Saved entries
----------

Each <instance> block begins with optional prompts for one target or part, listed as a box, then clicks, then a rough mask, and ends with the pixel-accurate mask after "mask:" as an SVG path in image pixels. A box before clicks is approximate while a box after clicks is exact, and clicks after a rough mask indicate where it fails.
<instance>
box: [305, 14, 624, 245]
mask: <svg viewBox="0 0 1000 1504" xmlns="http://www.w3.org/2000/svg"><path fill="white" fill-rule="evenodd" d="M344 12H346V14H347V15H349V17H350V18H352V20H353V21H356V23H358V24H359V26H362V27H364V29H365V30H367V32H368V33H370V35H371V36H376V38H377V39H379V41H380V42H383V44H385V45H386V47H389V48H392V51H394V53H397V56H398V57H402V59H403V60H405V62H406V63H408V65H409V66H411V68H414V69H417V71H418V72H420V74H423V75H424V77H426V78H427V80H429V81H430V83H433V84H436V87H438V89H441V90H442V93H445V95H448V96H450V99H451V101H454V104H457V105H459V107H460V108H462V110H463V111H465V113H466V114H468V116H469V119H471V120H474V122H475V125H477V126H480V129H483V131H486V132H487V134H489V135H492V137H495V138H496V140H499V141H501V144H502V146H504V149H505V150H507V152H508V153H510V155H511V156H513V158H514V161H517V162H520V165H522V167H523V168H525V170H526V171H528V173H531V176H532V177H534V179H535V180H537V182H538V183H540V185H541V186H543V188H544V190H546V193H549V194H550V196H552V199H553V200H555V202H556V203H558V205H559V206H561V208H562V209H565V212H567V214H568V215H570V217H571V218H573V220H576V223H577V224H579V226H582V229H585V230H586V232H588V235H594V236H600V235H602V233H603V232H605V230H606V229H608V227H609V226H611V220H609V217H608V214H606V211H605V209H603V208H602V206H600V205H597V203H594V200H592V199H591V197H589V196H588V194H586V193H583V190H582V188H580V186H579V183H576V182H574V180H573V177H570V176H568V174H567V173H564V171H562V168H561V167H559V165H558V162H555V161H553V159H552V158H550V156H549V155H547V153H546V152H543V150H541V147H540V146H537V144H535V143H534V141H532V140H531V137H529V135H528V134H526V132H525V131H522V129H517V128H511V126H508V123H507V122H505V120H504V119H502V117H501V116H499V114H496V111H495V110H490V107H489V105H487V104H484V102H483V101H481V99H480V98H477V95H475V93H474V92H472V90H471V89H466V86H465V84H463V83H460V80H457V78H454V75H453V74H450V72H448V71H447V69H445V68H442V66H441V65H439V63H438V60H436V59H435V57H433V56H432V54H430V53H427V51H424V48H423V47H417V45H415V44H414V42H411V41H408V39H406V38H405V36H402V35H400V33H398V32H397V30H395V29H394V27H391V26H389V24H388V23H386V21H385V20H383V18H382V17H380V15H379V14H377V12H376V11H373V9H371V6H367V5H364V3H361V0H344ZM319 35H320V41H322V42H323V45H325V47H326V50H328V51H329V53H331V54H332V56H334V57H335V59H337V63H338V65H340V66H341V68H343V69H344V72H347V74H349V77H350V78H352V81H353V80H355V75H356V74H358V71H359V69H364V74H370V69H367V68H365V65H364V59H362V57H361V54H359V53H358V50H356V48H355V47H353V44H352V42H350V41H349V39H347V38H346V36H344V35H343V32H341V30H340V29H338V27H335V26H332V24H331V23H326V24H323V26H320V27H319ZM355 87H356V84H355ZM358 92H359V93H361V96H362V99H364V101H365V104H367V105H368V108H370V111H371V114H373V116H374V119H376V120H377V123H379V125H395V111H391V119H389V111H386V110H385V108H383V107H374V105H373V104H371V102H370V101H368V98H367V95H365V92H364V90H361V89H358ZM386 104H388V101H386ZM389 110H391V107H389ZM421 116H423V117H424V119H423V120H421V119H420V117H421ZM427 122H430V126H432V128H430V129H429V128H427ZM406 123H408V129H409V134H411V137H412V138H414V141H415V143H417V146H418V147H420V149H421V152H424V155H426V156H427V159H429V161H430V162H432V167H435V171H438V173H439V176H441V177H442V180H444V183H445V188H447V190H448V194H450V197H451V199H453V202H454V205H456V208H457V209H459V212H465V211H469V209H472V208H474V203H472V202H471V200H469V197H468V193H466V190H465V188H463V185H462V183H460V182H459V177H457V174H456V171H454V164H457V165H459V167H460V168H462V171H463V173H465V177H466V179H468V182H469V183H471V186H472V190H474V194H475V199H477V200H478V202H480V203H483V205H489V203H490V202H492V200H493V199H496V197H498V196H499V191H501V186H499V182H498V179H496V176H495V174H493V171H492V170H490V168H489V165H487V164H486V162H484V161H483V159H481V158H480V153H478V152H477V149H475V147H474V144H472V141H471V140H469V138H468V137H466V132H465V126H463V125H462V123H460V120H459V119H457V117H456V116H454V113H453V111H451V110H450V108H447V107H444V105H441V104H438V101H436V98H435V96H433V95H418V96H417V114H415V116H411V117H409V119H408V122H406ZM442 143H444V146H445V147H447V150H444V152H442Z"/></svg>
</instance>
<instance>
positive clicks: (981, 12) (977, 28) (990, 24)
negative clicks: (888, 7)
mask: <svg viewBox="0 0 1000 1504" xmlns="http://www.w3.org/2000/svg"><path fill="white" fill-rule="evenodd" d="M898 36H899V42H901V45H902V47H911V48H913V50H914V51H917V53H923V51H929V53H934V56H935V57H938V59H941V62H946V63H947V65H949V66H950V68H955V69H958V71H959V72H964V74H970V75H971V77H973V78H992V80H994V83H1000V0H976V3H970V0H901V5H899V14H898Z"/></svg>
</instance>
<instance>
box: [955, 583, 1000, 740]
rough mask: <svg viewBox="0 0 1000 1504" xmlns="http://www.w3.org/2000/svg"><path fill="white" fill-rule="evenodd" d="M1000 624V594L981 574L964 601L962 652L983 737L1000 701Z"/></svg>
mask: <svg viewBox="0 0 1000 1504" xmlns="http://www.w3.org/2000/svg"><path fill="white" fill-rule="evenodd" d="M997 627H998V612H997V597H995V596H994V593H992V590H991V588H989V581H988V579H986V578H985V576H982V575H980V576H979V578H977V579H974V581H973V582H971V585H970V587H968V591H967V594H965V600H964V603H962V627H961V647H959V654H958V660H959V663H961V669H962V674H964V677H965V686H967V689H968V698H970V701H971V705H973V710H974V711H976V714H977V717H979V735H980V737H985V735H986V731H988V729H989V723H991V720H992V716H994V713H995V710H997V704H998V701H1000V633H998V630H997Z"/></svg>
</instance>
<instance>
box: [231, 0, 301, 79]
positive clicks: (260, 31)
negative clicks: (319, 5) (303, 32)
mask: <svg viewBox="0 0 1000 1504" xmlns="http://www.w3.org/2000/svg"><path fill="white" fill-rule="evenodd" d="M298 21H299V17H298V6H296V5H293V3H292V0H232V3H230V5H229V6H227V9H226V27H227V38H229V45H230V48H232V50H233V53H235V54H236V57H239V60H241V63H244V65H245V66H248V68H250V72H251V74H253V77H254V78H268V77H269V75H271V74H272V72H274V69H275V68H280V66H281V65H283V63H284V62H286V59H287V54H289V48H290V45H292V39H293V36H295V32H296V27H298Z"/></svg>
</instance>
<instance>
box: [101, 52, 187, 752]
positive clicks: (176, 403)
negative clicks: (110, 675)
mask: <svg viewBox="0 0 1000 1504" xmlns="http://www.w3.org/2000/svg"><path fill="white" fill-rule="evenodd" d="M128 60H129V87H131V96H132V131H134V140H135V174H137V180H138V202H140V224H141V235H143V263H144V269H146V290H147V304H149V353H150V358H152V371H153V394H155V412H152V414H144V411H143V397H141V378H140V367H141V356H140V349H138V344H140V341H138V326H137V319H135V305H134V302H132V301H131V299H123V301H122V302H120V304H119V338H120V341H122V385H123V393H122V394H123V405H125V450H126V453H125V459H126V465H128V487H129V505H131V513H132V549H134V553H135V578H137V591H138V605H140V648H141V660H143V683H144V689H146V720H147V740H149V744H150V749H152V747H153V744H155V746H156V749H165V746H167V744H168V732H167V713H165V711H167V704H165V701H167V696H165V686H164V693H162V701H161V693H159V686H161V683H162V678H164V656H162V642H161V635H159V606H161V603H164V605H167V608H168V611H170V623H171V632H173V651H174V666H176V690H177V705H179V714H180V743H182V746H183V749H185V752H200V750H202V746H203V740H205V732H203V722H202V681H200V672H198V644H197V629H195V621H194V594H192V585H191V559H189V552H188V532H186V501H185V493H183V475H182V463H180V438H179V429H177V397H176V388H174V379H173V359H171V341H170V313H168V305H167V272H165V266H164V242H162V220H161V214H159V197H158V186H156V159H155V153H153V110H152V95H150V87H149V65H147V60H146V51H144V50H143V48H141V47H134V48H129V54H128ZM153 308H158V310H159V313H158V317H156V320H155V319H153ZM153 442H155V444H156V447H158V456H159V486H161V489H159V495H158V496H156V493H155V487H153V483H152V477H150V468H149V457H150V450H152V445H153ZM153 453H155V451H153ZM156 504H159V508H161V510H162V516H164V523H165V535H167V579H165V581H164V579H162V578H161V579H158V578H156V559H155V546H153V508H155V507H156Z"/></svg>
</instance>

----------

Activity: How many lines in the listing above contain the word "positive"? Reply with the number only.

Answer space: 3